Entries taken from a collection
───

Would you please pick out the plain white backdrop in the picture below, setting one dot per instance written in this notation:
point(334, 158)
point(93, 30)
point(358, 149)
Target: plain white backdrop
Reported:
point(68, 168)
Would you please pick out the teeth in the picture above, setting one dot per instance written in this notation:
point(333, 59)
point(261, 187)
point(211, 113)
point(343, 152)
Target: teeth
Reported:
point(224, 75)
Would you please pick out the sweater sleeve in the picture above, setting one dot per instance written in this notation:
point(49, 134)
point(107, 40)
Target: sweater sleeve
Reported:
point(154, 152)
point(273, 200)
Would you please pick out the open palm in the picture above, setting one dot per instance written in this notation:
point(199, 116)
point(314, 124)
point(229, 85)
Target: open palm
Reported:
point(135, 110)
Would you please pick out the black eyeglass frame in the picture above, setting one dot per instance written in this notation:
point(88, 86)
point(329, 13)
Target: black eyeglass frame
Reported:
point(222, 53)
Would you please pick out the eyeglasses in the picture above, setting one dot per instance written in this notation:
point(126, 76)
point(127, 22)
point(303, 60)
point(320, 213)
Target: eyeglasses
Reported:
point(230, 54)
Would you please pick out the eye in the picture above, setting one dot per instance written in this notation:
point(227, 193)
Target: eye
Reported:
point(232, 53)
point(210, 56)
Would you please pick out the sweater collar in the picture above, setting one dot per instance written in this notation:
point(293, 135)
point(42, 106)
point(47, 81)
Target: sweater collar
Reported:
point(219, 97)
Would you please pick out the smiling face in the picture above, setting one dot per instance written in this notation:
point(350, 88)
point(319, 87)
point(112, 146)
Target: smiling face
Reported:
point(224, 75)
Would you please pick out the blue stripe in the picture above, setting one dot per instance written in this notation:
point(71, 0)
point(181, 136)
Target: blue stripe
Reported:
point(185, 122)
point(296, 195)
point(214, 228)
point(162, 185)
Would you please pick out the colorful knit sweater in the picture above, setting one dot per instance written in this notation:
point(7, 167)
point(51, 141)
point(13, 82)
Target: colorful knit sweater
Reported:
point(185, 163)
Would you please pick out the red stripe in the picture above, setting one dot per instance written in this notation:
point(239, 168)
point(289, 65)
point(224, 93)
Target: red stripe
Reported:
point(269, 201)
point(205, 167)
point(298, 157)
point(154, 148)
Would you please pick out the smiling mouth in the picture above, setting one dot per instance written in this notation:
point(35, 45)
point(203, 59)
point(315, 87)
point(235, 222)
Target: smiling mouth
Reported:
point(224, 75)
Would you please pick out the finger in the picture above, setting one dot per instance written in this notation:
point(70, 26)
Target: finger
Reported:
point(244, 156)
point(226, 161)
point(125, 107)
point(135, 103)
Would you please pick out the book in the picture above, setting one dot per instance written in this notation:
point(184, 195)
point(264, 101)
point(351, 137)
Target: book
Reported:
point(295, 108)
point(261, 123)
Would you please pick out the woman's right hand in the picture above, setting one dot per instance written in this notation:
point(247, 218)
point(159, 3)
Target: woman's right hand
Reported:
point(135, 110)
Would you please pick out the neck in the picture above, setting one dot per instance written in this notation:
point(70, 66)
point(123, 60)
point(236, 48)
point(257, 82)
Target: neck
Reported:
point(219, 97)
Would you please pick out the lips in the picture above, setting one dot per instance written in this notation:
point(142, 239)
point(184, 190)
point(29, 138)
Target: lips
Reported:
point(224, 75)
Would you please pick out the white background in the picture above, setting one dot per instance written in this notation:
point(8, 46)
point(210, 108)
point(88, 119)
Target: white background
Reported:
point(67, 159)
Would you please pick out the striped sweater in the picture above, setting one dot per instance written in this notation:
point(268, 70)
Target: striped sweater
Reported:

───

◆ **WHAT THIS TASK INVOLVES**:
Respond with a number only, please: how many lines in this data include the word "backdrop".

◆ **SOLUTION TO THE PROBLEM**:
2